*** Opening EXTRACTED ENTRIES ***

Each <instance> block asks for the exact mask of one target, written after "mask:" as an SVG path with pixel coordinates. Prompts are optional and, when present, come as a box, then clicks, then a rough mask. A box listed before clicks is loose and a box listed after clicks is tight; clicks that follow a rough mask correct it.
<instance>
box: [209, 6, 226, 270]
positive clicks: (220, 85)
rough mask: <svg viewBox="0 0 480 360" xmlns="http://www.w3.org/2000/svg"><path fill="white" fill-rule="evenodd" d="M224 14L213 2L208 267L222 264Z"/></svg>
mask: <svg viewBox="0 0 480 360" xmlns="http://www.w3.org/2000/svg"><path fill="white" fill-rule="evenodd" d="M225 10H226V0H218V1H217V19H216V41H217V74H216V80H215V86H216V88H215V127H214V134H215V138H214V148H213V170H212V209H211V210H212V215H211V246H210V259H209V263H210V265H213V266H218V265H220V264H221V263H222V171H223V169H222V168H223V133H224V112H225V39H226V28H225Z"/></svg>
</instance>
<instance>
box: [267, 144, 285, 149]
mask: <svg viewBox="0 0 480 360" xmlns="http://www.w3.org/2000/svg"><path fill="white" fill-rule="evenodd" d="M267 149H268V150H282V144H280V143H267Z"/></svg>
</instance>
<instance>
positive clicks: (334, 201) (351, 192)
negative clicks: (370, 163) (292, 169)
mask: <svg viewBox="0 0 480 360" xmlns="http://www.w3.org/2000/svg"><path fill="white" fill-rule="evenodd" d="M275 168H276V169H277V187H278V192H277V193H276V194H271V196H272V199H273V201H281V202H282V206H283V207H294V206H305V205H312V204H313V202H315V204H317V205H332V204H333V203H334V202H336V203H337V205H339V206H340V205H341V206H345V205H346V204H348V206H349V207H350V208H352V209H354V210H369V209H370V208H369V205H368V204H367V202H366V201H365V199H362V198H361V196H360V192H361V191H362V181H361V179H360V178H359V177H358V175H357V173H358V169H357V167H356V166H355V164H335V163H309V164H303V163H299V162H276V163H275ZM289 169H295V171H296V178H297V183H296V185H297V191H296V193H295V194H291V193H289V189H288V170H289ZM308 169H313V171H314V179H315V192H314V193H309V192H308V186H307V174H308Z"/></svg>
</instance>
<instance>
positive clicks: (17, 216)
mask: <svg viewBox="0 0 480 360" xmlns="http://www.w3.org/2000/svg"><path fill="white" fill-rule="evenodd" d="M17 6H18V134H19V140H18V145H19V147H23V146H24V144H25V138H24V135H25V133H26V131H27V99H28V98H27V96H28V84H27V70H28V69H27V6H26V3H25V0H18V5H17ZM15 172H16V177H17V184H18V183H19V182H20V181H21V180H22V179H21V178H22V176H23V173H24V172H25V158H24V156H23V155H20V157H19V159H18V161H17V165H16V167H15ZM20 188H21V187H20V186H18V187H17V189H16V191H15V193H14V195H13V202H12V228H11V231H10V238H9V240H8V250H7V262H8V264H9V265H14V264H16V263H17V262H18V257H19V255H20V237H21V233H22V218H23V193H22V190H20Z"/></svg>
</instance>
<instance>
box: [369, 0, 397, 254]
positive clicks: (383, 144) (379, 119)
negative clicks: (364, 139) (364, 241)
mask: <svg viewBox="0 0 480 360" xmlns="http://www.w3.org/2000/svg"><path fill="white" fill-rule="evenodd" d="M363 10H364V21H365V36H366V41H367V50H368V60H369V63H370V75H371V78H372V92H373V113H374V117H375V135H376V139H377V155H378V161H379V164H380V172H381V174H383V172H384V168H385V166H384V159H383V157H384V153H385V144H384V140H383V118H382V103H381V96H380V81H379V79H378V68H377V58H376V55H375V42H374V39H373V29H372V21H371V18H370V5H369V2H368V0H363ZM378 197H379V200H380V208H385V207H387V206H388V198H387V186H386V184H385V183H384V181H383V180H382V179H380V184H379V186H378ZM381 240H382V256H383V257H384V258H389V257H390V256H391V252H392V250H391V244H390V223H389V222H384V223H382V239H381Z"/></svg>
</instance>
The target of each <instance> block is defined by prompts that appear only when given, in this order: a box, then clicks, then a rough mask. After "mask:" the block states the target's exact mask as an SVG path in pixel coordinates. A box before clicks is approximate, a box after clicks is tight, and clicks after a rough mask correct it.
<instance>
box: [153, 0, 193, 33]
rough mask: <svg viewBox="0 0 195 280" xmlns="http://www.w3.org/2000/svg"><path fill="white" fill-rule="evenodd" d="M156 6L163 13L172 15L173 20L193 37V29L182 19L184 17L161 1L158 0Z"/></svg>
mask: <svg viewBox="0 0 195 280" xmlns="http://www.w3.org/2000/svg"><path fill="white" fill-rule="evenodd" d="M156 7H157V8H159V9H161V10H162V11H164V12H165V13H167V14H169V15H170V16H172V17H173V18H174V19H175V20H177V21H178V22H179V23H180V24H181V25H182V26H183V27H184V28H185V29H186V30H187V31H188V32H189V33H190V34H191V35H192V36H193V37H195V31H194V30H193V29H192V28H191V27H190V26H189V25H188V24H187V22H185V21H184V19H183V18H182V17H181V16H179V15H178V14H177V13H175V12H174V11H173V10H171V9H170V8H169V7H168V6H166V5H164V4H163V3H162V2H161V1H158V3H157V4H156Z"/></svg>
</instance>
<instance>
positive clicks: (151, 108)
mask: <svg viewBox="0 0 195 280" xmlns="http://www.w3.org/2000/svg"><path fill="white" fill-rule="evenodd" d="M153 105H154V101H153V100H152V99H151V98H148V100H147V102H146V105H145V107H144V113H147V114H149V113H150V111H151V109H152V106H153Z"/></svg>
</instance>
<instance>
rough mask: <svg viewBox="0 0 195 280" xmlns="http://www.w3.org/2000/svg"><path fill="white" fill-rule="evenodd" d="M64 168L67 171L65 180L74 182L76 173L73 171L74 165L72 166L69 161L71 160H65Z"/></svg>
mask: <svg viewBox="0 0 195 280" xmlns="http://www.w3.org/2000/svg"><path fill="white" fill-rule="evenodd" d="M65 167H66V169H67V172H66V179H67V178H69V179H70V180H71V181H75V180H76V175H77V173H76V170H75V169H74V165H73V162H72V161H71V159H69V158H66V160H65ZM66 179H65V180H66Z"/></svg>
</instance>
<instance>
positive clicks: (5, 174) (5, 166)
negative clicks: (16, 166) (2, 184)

*** Closing EXTRACTED ENTRIES ***

WHAT IS EXPECTED: Repeat the whole listing, keeping every word exact.

WORKED SOLUTION:
Each <instance> block asks for the exact mask of one target, written after "mask:" as an SVG path with pixel coordinates. Prompts are optional and, when present, come as a box, then clicks, then a rough mask. A box listed before clicks is loose and a box listed after clicks is tight; clicks that follow a rough mask correct it.
<instance>
box: [209, 6, 226, 270]
positive clicks: (220, 85)
rough mask: <svg viewBox="0 0 480 360" xmlns="http://www.w3.org/2000/svg"><path fill="white" fill-rule="evenodd" d="M224 14L213 2L208 267L222 264Z"/></svg>
mask: <svg viewBox="0 0 480 360" xmlns="http://www.w3.org/2000/svg"><path fill="white" fill-rule="evenodd" d="M225 10H226V0H218V1H217V19H216V41H217V74H216V80H215V86H216V88H215V127H214V134H215V138H214V148H213V170H212V209H211V210H212V215H211V246H210V259H209V263H210V265H213V266H218V265H220V264H221V263H222V171H223V169H222V168H223V133H224V112H225V39H226V28H225Z"/></svg>
</instance>
<instance>
box: [267, 144, 285, 149]
mask: <svg viewBox="0 0 480 360" xmlns="http://www.w3.org/2000/svg"><path fill="white" fill-rule="evenodd" d="M267 149H268V150H282V144H280V143H267Z"/></svg>
</instance>
<instance>
positive clicks: (334, 201) (351, 192)
negative clicks: (370, 163) (292, 169)
mask: <svg viewBox="0 0 480 360" xmlns="http://www.w3.org/2000/svg"><path fill="white" fill-rule="evenodd" d="M275 168H276V169H277V187H278V192H277V193H276V194H271V196H272V199H273V201H281V202H282V206H283V207H294V206H305V205H312V204H313V202H315V204H317V205H332V204H333V203H334V202H336V203H337V205H339V206H340V205H341V206H345V205H346V204H348V206H349V207H350V208H352V209H354V210H369V209H370V208H369V205H368V204H367V202H366V201H365V199H362V198H361V196H360V192H361V191H362V181H361V179H360V178H359V177H358V175H357V173H358V169H357V167H356V166H355V164H335V163H309V164H303V163H299V162H276V163H275ZM289 169H295V171H296V178H297V183H296V185H297V191H296V193H295V194H291V193H289V189H288V170H289ZM308 169H313V171H314V179H315V192H314V193H309V192H308V186H307V174H308Z"/></svg>
</instance>
<instance>
positive clicks: (17, 216)
mask: <svg viewBox="0 0 480 360" xmlns="http://www.w3.org/2000/svg"><path fill="white" fill-rule="evenodd" d="M17 6H18V134H19V140H18V145H19V147H23V146H24V144H25V138H24V135H25V133H26V131H27V99H28V98H27V96H28V84H27V70H28V69H27V6H26V3H25V0H18V5H17ZM15 172H16V177H17V184H18V183H19V182H20V181H21V180H22V179H21V178H22V176H23V173H24V172H25V158H24V156H23V155H20V157H19V159H18V161H17V165H16V167H15ZM20 188H21V187H20V186H18V187H17V189H16V191H15V193H14V195H13V202H12V228H11V231H10V238H9V240H8V250H7V262H8V264H9V265H14V264H16V263H17V262H18V257H19V255H20V237H21V233H22V218H23V193H22V190H20Z"/></svg>
</instance>
<instance>
box: [369, 0, 397, 254]
positive clicks: (383, 144) (379, 119)
negative clicks: (364, 139) (364, 241)
mask: <svg viewBox="0 0 480 360" xmlns="http://www.w3.org/2000/svg"><path fill="white" fill-rule="evenodd" d="M363 10H364V21H365V36H366V41H367V50H368V60H369V63H370V75H371V78H372V92H373V113H374V117H375V135H376V139H377V155H378V161H379V164H380V172H381V174H383V172H384V168H385V166H384V159H383V157H384V153H385V144H384V140H383V118H382V103H381V96H380V81H379V79H378V68H377V58H376V55H375V42H374V39H373V29H372V21H371V18H370V5H369V2H368V0H363ZM378 197H379V200H380V208H385V207H387V206H388V198H387V186H386V184H385V183H384V181H383V180H382V179H380V184H379V186H378ZM381 240H382V256H383V257H384V258H389V257H390V256H391V252H392V250H391V244H390V223H389V222H384V223H382V239H381Z"/></svg>
</instance>
The target of each <instance> block is defined by prompts that appear only when given, in this order: a box, then clicks, then a rough mask. After "mask:" the block states the target's exact mask as an SVG path in pixel coordinates. A box before clicks is approximate, a box after clicks is tight, and clicks after a rough mask correct it.
<instance>
box: [153, 0, 193, 33]
rough mask: <svg viewBox="0 0 195 280" xmlns="http://www.w3.org/2000/svg"><path fill="white" fill-rule="evenodd" d="M156 6L163 13L172 15L173 20L193 37V29L182 19L184 17L161 1L158 0Z"/></svg>
mask: <svg viewBox="0 0 195 280" xmlns="http://www.w3.org/2000/svg"><path fill="white" fill-rule="evenodd" d="M156 7H157V8H159V9H161V10H162V11H164V12H165V13H167V14H169V15H170V16H172V17H173V18H174V19H175V20H177V21H178V22H179V23H180V24H181V25H182V26H183V27H184V28H185V29H186V30H187V31H188V32H189V33H190V34H191V35H192V36H193V37H195V31H194V30H193V29H192V28H191V27H190V26H189V25H188V24H187V22H185V21H184V19H183V18H182V17H181V16H179V15H178V14H177V13H175V12H174V11H173V10H171V9H170V8H169V7H168V6H166V5H164V4H163V3H162V2H161V1H158V3H157V4H156Z"/></svg>
</instance>
<instance>
positive clicks: (151, 108)
mask: <svg viewBox="0 0 195 280" xmlns="http://www.w3.org/2000/svg"><path fill="white" fill-rule="evenodd" d="M153 105H154V101H153V100H152V99H151V98H148V100H147V102H146V105H145V107H144V113H147V114H149V113H150V111H151V109H152V106H153Z"/></svg>
</instance>
<instance>
rough mask: <svg viewBox="0 0 195 280" xmlns="http://www.w3.org/2000/svg"><path fill="white" fill-rule="evenodd" d="M64 168L67 171L65 180L74 182L76 173L73 171L74 165L72 166L69 161L71 160H65Z"/></svg>
mask: <svg viewBox="0 0 195 280" xmlns="http://www.w3.org/2000/svg"><path fill="white" fill-rule="evenodd" d="M65 167H66V169H67V172H66V179H67V178H69V179H70V180H71V181H75V180H76V175H77V173H76V170H75V169H74V165H73V162H72V161H71V159H69V158H66V160H65ZM66 179H65V180H66Z"/></svg>
</instance>
<instance>
positive clicks: (5, 174) (5, 166)
negative clicks: (16, 166) (2, 184)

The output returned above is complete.